DOCUMENT EXTRACT:
One of the most noticeable things about the EX6200 is that it's big. Not in a bad way, but it's definitely an atypical extender design. It can either lay flat, or you can use the included stand to install it vertically. We preferred using the stand since it's very slim and takes up very little space in this configuration.
We also loved the fact that the EX6200 uses a separate AC adapter and cord to supply its power. Other extenders that plug into a socket limit the areas you can deploy them, take up a wall plug, and just are usually an eyesore. On the other hand, the EX6200 is a very attractive piece of equipment that looks sharp sitting on a desk. Also, if you just don't want to show, since it uses a cord you have the freedom to tuck it somewhere out of sight easily.
One of the best aspects of the EX6200's design and something that sets it apart from the competition is its five Gigabit Ethernet ports. These are immensely useful for anyone who wants to hardwire game consoles, PCs, smart TVs, set-top boxes and other devices, but don't have the option to run an Ethernet cord to them.
For example, our router sits in the living room entertainment center against one wall. On the opposite side of the wall sits an entertainment center in our bedroom. Now, we could run an Ethernet cord around the wall, through the bedroom door, and to the entertainment center, which would be around 60 feet or so, or we could drill through the wall and install an Ethernet socket. However, with the EX6200 we didn’t have to do either. Since it's right on the other side of the wall, we can set up the EX6200 and get the full signal to hardwire our TV, PS4, and Xbox One, which gives better speed and reliability than if we used them with WiFi-only.
Getting the EX6200 up and running is the same process used with pretty much every wireless extender on the market. Pull the thing out of the box, plug it in within 10-15 feet of your Wi-Fi router, and hit the WPS button. Then head over to your router and hit the corresponding WPS button on it. Voila! You're good to go.

INFORMATION SHOWN:
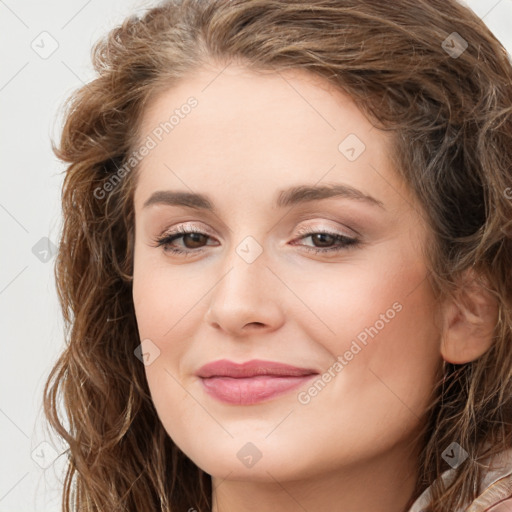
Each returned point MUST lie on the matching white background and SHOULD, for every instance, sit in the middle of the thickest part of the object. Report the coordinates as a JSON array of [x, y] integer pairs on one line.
[[32, 91]]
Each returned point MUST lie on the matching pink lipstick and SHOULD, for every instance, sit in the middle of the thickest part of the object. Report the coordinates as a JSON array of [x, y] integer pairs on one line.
[[251, 382]]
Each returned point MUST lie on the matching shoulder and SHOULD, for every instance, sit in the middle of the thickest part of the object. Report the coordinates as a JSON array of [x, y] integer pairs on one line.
[[495, 490]]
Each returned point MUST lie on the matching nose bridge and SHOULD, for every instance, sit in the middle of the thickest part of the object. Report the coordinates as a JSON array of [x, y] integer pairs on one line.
[[246, 291]]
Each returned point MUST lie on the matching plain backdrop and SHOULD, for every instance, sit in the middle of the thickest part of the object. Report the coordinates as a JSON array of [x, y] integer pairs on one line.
[[45, 54]]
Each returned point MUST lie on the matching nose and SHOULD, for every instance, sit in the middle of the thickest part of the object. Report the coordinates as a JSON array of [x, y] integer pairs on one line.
[[248, 298]]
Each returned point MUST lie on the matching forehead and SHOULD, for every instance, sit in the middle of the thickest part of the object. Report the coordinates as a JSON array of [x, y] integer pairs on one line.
[[254, 132]]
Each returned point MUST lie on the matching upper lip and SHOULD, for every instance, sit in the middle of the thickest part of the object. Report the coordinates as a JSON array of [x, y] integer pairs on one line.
[[226, 368]]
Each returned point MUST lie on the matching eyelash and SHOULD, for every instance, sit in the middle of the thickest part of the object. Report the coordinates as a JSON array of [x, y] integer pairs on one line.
[[165, 241]]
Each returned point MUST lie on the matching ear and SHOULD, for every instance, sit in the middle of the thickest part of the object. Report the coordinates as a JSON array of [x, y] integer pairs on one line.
[[469, 321]]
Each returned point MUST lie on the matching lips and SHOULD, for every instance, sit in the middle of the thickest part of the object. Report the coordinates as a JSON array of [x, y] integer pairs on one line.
[[251, 382]]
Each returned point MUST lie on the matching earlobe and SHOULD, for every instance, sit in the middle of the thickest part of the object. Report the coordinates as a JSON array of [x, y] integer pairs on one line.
[[469, 322]]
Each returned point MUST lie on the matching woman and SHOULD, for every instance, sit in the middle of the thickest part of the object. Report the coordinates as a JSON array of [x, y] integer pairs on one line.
[[285, 261]]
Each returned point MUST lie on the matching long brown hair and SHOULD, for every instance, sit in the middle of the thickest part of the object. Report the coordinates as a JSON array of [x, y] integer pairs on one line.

EXERCISE INSTRUCTIONS:
[1] Output the stretch of the EX6200 extender review from "One of the most" through "of sight easily.", copied exactly.
[2] Finish out the next part of the EX6200 extender review, picking up after its final sentence.

RESPONSES TO THE EXERCISE:
[1]
One of the most noticeable things about the EX6200 is that it's big. Not in a bad way, but it's definitely an atypical extender design. It can either lay flat, or you can use the included stand to install it vertically. We preferred using the stand since it's very slim and takes up very little space in this configuration.
We also loved the fact that the EX6200 uses a separate AC adapter and cord to supply its power. Other extenders that plug into a socket limit the areas you can deploy them, take up a wall plug, and just are usually an eyesore. On the other hand, the EX6200 is a very attractive piece of equipment that looks sharp sitting on a desk. Also, if you just don't want to show, since it uses a cord you have the freedom to tuck it somewhere out of sight easily.

[2]
Alternatively, you can either plug into one of the Ethernet ports, or connect via the temporary network the EX6200 creates when you first turn it on. Check the manual for the web address to access the extender's interface (www.mynetext.net), and the bottom of the router for the default username and password (change this immediately), log in and follow the wizard that loads to get connected.
Once you've got that taken care of, you'll have to find the best place for your extender's new home. If you're trying to improve the signal or hardwire something 25 feet away from your router or less, just plop it down in the area and you should be good to go. For further distances, you'll need to use a bit more finesse. Place the extender halfway between the router and the area you're trying to extend your Wi-Fi. Then you can check the light on top that shows the status of the connection between the extender and the router. Red is bad, yellow is mediocre, and green is good. If you've got a green, head over to the previously dead Wi-Fi area and check your network.
If you've followed the above steps and your Wi-Fi connection is strong, you're good-to-go and you can start living your life with the Wi-Fi coverage you always knew you deserved. Otherwise, you'll have to shuffle the extender either closer to the dead zone or closer to the router until you find the sweet spot.
The Netgear EX6200 doesn't require any special software installation. If you need to access the interface, you just need to be connected to it in some manner, either through Wi-Fi or Ethernet, and you can open the control panel in a browser. You can access the extender by either using the local address (www.mywifiext.net) or via the device's IP.
The interface isn't fancy, but it's easy to use. If you haven't connected the extender to a network yet, there'll be a wizard you can use to do so. You can also do things like set a static address, allow or disallow devices, and check out some statistics concerning your extender.
All-in-all, the Netgear Genie software isn't going to blow your mind, but it's straightforward, and since most network configuration settings are done at the router, you don't need a ton of options.
The Netgear AC1200 Wireless WiFi Range Extender (EX6200) has dual-band Wi-Fi, boasting two antennas. It transmits and receives on the 2.4GHz and 5GHz bands and is compatible with Wi-Fi b/g/n/ac devices. The EX6200 is pretty run-of-the-mill when it comes to wireless connectivity, and its AC1200 rating (300Mbps+900Mbps) puts it roughly in the mid-range category. It's not a speed demon, but it's more than adequate for most applications.
You won't find high-end features like a dedicated backhaul channel with the EX6200, but it does have Multi-User MIMO technology onboard which can help with network congestion when used with compatible devices. It also uses beamforming which claims to adjust each signal based on the device connected, so each user gets the optimal experience.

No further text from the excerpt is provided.